╭─ SELECTION

The reroutings mark the biggest supply-side shakeup of the
global oil trade since the US shale revolution altered the shape of the market
around a decade ago and suggest Russia will be able to navigate a European
Union (EU) oil ban, provided Asia and China continue to buy its crude.
Sanctions imposed on Moscow after the conflict in Ukraine
kicked off in February, including a US ban on its oil imports, have prompted
Russia to pivot away from Europe, where its crude is shunned, to customers in
India and China who are picking up cargoes at a steep discount, according to
industry data and traders.
Russian exports were back to pre-invasion levels in April,
according to data from the Paris-based International Energy Agency and oil
prices have stabilized around US$110 after hitting a 14-year high above US$139
a barrel in March.
Even if
the European Union agrees to an oil ban in its next round of Russian sanctions,
analysts said the impact could be tempered by demand from Asia.
"Unless the West puts diplomatic pressure on Asian
buyers, we do not see the supply gap widening and oil prices spiking,"
said Norbert Rücker of Julius Baer.
A complex patchwork of US, EU and British sanctions have
prohibited Russian-owned or flagged ships from calling at ports meaning that
some of the increased trade to Asia is being facilitated via ship-to-ship
transfer at sea -- a costly process where the risk of spills is greater.
Overall,
the flow of Russian oil to Asia via the sea has jumped at least 50% since the
start of the year, according to tanker-tracker Petro-Logistics and other data.
Transfers between vessels, which account for a small
fraction of the overall sea trade, have shifted away from the Danish coast to
the Mediterranean Sea to avoid sanctions and protests.
"Ship-to-ship (STS) transfers were common in Danish
waters, at the entry point of the Baltic Sea," Petro-Logistics President
Mark Gerber told Reuters. "Those are not happening anymore; hence the STS
trend of sanctioned tanker to non-sanctioned tanker increasing in the warmer
and friendlier Mediterranean waters."

╰─
╭─ DATA EXTRACT

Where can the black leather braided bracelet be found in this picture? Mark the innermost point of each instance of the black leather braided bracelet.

╰─

**STATED TASK**
Carry on the article about Russian oil shifting to buyers in Asia, beginning right after its final quote from Mark Gerber.

**THE RESPONSE**
Gerber put the volumes of Russian crude and products being
transferred between tankers in the Mediterranean at about 400,000 barrels per
day (bpd), of which the majority is going to Asia, adding to the 2.3 million
bpd going directly.
In
January, before the invasion, around 1.5 million bpd were being sent directly
to Asia.
Russian oil is loaded on Aframax or Suezmax tankers that
carry less than one million barrels and it is transferred at sea to larger
vessels that can take 2 million barrels, making shipping more cost effective,
traders said.
The seaborne volumes are only part of the total exports from
Russia. Including pipeline supplies, total Russian crude and products exports
increased to just above 8 million bpd in April, back to the pre-invasion rate.
To
compensate for the loss of Russian oil, European refiners have been turning to
imports of West African crude, which are up 17% in April compared to the
2018-2021 average according to Petro-Logistics.
Eikon data also shows an increase and indicates 660,000 bpd
mostly from Nigeria, Angola and Cameroon is arriving in northwest Europe in
May, with three cargoes of Nigerian Amenam coming compared to one in February.
Volumes
of West African crude to India, meanwhile, have nearly halved, according to
Gerber, with 280,000 bpd delivered in April from 510,000 bpd in March as Delhi
switches to Russian supply.
With European demand red-hot, the prices of Nigerian light,
sweet crude grades in particular are hitting record highs, according to
traders, with Forcados crude for example offered at a premium of at least US$7
to Brent.
Supply
from North Africa to Europe is up by 30% since March, Petro-Logistics said. Of
this, Eikon data indicates arrivals into northwest Europe from Egypt's Sidi
Kerir port, which analysts say is likely Saudi crude, will almost double versus
March to above 400,000 bpd in May.
The United States has also boosted supply to Europe.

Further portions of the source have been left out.